[Collected data entries]
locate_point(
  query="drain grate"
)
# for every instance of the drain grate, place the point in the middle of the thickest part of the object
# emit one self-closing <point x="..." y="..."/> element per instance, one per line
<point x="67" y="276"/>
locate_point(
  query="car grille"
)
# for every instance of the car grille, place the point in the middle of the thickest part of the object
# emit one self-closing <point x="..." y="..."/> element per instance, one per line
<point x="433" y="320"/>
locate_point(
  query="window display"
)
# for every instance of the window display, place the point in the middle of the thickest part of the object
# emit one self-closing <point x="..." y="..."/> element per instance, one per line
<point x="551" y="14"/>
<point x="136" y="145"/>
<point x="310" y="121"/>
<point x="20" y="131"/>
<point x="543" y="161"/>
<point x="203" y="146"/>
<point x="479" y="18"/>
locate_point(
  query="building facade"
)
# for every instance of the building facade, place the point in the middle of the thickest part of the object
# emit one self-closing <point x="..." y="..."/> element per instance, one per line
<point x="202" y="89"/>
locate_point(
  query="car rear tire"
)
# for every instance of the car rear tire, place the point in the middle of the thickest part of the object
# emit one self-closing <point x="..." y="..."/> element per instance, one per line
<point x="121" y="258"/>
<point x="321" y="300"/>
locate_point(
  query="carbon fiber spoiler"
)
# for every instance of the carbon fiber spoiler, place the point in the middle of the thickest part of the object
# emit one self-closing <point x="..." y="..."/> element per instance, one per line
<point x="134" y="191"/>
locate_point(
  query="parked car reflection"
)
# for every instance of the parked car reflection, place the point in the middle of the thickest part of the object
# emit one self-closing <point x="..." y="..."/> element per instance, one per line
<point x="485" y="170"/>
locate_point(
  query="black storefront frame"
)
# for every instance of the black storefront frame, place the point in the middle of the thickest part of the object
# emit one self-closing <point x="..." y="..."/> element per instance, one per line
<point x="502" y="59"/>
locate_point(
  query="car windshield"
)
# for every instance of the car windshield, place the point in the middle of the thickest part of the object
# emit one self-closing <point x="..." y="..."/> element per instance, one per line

* [AIM OF THE TASK]: Every record above is to be transcribed exactly as written.

* [RESPONSE FOR THIS EXERCISE]:
locate_point(
  query="drain grate"
)
# for every instance of the drain grate, place the point in the middle of the thickest part of the object
# emit one self-closing <point x="..." y="..."/> element per instance, one per line
<point x="67" y="276"/>
locate_point(
  query="car grille"
)
# for every instance of the car grille, place the point in the middle of the thickest part of the object
# emit one self-closing <point x="..." y="..."/> element per instance, one per line
<point x="433" y="320"/>
locate_point(
  query="window display"
)
# for every instance of the window display, place the point in the middle of the thickest part of the object
# emit one self-closing <point x="..." y="..."/> element per instance, one per line
<point x="551" y="14"/>
<point x="136" y="145"/>
<point x="310" y="121"/>
<point x="20" y="131"/>
<point x="543" y="161"/>
<point x="203" y="146"/>
<point x="479" y="18"/>
locate_point(
  query="building facade"
)
# for every instance of the building facade, place the point in the middle of the thickest part of the object
# emit one self-closing <point x="..." y="..."/> element per instance, one per line
<point x="202" y="89"/>
locate_point(
  query="car rear tire"
)
# for every instance of the car rear tire, place the point in the middle of the thickest part of the object
# emit one self-closing <point x="..." y="..."/> element per instance, one per line
<point x="121" y="258"/>
<point x="321" y="300"/>
locate_point(
  query="carbon fiber spoiler"
)
# for every instance of the carbon fiber spoiler, place the point in the middle of the thickest part of the object
# emit one self-closing <point x="..." y="..."/> element per instance, one per line
<point x="134" y="191"/>
locate_point(
  query="parked car reflection"
)
# for every instance of the parked car reflection, place the point in the middle of the thickest part of the object
# emit one self-closing <point x="..." y="..."/> element per instance, one per line
<point x="485" y="170"/>
locate_point(
  query="black storefront frame"
)
# for every instance of the black storefront frame, place the point in the middle of the thickest part of the object
# emit one self-closing <point x="..." y="..."/> element per instance, one per line
<point x="502" y="59"/>
locate_point(
  query="car windshield"
)
# for every instance of the car windshield, place the point in the middle of the thickest part of the object
# emit one self-closing <point x="..." y="..."/> element per instance, one per line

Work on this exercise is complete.